- _REQUIRED ACTIONS_
A. Rewrite the part of the article on mass participation film collaboration that opens with the words containing "Collaboration is nothing" and closes with "form it takes.", switching "competition" to "contest".
B. According to the article on mass participation film collaboration, what kinds of user-generated material are submitted to the Nokia Productions project website? List every one.
C. Carry on the article on mass participation film collaboration from its final sentence.

- _EXCERPT TO READ_
══════════
Mass participation collaboration
May 8, 2008There’s an interesting change in the air as to the state of play between user created content and professionally produced content for online audiences.
On one hand there’s the recently launched Nokia Productions spearheaded by none other than director, Spike Lee. Lee calls the project the ‘democratisation of film’. This may be true. The way in which the film comes together is through the submission of user-generated material – text, images, video and music – shot on mobile phone to the project website. All submissions, either original or mashed from others’ work, are moderated and narrowed down to the Top 10 as voted on by the community. Lee will then select the final three videos – one for each act – and cut together into the final film. This initiative will be a fascinating observation and will provide valuable learnings for the Great British Film. At the outset, it appears that the Great British Film takes a few more ambitious steps of enabling one of the content contributors a production role, the opportunity of being mentored by an industry professional and working on a real production set.
Collaboration is nothing new; it is the basis upon which the process of filmmaking lives and breathes. It seems more and more want a piece of the mass participation film collaboration – online. Last year MySpace held their Movie Mashup competition, which has resulted in ‘Faintheart’, also backed by Film4. Voting has just recently closed on the MySpace community choosing tunes for the movie’s soundtrack. And long before this there was the creative commons project, A Swarm of Angels. What is interesting to note however is on the back of the YouTube generation, the filmmaking process is opening up and becoming more inclusive of creativity in whatever form it takes.
══════════
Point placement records
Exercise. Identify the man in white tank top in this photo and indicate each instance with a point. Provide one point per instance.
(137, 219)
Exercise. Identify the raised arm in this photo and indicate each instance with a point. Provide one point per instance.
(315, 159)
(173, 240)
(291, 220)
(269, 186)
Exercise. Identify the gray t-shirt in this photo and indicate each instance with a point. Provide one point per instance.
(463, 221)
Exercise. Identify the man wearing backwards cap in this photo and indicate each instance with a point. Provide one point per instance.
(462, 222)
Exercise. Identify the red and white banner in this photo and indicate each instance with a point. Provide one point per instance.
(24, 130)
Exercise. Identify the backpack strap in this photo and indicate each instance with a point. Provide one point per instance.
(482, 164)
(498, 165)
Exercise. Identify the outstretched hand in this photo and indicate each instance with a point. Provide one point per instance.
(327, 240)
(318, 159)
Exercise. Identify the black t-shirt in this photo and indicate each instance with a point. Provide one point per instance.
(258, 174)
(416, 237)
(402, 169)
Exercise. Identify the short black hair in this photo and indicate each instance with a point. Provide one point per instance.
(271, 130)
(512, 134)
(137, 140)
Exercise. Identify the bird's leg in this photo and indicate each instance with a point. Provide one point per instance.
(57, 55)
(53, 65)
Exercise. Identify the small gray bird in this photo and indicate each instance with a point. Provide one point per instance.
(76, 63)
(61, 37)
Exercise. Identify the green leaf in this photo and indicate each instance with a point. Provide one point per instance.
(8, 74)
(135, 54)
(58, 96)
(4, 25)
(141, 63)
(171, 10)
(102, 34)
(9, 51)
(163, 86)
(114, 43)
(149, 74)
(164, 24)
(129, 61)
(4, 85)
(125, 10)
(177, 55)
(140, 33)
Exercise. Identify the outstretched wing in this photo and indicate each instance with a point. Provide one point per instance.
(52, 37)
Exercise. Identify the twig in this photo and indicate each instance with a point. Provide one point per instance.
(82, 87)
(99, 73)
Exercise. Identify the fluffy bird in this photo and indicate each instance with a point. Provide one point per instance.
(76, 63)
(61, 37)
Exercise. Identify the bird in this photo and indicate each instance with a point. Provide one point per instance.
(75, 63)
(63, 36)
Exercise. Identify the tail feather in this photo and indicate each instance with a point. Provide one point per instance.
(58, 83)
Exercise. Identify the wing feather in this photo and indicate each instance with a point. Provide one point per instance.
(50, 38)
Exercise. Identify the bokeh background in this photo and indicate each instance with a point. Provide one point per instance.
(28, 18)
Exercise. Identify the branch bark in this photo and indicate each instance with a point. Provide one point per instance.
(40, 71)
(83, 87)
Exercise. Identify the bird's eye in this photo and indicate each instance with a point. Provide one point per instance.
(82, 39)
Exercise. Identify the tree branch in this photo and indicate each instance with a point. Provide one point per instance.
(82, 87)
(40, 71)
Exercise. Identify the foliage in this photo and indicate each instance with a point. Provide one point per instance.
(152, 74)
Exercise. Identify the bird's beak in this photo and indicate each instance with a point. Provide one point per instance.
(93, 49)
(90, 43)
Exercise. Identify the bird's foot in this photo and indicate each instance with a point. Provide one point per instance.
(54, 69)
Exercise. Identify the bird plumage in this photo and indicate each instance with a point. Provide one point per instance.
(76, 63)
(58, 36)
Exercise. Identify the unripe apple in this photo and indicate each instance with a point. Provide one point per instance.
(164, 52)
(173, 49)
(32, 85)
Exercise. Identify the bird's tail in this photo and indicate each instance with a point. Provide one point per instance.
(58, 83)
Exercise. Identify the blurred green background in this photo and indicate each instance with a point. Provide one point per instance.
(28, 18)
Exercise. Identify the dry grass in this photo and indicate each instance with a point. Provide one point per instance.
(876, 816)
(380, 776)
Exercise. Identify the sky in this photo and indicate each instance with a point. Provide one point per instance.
══════════
- _RESPONSES TO THE TASKS_
A.
Collaboration is nothing new; it is the basis upon which the process of filmmaking lives and breathes. It seems more and more want a piece of the mass participation film collaboration – online. Last year MySpace held their Movie Mashup contest, which has resulted in ‘Faintheart’, also backed by Film4. Voting has just recently closed on the MySpace community choosing tunes for the movie’s soundtrack. And long before this there was the creative commons project, A Swarm of Angels. What is interesting to note however is on the back of the YouTube generation, the filmmaking process is opening up and becoming more inclusive of creativity in whatever form it takes.

B. Text, images, video and music

C.
Lee has written in his blog that he firmly believes filmmaking an artform which anyone can embrace and that film school is not necessarily for everyone pursuing a professional career. Certainly filmmaking has been a hard nut to crack for a lot of hopefuls and funding is scarce.
Simon McPhillips, UK producer of recent feature Jack Says agrees that mass participation has ‘allowed the gradual dismantling of the elitist system that Hollywood has built its foundations on’.
However social networking giant, Bebo, are moving the other way. At last month’s MIPTV conference in Cannes, Bebo President, Joanna Shields reported in a keynote address, Bebo’s move away from user-generated content. Research has shown a more sophisticated Bebo audience and changing consumer tastes. Hence the rise in media companies such as Endemol co-developing webisode series with Bebo and reaping the huge financial rewards. Shields furthered encouraged media companies to harness this shift and jump on board; ‘this is your time’, Shields promised. A very lucrative proposition when a brand can attain ready access to over 40 million Bebo members.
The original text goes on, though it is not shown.